##### Records shown #####

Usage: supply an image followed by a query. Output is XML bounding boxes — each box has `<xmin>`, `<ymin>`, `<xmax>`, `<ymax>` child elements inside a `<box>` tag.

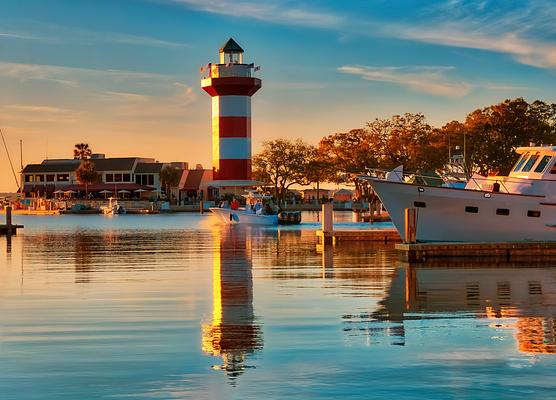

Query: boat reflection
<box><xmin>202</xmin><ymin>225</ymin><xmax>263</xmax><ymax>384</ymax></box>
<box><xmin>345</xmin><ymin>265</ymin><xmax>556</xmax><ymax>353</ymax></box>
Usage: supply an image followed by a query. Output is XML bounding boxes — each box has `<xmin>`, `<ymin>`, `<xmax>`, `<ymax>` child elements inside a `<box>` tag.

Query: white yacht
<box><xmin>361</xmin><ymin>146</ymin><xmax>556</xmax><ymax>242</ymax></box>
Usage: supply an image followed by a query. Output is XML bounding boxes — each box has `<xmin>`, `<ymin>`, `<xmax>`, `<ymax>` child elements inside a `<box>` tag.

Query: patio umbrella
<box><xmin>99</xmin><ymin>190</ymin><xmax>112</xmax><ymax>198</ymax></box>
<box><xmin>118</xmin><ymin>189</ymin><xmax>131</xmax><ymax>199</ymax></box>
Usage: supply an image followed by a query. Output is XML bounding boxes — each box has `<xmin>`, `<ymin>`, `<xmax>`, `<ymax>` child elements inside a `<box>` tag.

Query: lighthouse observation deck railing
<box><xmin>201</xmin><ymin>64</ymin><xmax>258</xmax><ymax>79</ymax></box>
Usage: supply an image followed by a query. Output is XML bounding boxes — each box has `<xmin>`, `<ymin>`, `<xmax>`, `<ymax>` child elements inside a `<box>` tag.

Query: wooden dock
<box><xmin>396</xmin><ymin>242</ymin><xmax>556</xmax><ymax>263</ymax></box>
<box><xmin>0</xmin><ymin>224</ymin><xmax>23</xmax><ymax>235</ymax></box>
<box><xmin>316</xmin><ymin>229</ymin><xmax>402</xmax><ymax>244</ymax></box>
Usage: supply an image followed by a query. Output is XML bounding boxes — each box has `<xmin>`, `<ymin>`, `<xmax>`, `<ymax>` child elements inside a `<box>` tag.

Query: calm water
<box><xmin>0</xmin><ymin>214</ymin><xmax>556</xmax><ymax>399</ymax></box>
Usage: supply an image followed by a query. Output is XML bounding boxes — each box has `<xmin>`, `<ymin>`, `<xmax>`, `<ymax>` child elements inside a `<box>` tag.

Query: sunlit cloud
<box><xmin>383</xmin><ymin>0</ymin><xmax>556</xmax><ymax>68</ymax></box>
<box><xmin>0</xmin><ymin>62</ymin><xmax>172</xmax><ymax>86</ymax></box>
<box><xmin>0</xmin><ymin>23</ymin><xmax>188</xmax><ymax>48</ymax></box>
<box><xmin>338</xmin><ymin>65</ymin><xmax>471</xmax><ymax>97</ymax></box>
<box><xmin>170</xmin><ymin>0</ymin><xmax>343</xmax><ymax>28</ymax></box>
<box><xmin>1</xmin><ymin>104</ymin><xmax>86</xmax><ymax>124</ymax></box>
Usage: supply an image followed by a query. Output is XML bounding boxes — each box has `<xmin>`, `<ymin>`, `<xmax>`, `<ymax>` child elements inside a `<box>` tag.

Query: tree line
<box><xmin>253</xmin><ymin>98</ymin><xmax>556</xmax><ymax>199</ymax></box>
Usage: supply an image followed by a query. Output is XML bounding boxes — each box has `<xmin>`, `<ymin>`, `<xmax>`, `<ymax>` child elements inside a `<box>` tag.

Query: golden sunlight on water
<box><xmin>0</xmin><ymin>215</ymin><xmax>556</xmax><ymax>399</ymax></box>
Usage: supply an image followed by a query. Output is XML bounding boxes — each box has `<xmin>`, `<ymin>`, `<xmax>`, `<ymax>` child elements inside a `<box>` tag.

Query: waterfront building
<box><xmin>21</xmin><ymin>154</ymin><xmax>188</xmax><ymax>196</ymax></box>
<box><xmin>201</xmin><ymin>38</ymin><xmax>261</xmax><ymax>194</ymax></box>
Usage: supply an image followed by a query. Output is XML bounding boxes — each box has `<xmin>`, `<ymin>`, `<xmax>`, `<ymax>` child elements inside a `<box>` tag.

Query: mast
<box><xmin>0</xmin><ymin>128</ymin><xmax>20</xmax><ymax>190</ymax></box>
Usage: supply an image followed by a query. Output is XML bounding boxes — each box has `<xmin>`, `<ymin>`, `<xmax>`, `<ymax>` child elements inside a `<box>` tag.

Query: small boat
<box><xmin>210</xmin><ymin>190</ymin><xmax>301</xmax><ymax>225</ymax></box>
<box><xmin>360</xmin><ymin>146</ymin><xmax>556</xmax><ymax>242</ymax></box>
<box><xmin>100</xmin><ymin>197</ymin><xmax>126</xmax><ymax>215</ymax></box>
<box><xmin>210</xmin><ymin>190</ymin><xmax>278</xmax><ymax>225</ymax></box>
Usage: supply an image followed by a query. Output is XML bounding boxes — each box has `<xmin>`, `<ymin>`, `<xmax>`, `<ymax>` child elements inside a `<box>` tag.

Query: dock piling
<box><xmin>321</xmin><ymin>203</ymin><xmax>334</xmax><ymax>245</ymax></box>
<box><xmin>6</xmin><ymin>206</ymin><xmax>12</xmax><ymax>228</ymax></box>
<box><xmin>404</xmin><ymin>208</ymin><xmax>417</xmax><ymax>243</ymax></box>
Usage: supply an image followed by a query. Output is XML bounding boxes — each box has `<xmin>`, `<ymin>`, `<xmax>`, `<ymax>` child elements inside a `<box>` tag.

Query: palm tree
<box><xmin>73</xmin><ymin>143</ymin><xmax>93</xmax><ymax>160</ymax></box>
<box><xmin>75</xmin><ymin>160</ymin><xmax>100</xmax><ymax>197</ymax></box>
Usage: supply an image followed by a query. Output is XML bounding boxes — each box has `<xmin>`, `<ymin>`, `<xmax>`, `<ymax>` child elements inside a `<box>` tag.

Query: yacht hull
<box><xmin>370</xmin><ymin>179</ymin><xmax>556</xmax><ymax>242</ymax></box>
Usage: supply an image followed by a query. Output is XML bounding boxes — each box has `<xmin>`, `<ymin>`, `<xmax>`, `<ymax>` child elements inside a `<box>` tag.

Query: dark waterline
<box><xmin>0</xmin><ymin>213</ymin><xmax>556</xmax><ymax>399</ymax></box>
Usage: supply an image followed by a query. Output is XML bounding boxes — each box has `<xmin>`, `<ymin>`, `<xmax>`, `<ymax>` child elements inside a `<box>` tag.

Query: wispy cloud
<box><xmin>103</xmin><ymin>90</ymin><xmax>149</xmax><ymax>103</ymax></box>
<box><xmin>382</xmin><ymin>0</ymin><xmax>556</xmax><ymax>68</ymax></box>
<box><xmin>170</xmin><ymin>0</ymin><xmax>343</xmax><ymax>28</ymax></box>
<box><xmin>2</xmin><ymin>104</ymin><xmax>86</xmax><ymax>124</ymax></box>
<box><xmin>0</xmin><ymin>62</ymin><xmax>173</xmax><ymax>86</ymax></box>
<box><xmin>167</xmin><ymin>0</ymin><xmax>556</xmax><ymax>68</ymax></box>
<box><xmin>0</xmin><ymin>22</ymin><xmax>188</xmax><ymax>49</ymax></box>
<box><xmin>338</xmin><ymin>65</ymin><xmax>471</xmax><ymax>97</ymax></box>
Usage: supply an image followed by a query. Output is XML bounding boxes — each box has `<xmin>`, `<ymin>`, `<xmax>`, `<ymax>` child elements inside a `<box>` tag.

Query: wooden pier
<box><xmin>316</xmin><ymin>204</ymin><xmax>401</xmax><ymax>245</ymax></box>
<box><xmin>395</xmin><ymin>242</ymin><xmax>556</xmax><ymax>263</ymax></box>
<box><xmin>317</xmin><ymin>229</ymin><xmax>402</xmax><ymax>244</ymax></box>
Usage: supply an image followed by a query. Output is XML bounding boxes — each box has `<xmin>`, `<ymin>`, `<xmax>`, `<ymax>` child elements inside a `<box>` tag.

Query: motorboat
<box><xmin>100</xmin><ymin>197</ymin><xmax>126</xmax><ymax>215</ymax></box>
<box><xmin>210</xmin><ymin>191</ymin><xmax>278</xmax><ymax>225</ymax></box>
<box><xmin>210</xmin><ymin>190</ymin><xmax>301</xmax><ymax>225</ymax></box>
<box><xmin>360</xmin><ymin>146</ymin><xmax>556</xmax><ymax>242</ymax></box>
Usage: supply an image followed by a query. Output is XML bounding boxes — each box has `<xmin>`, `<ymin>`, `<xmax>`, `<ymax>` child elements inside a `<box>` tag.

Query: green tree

#####

§ **To be done**: Pull out every line in the records above that contains the word "cloud".

§ **Task answer**:
Query: sunlit cloud
Query: wispy cloud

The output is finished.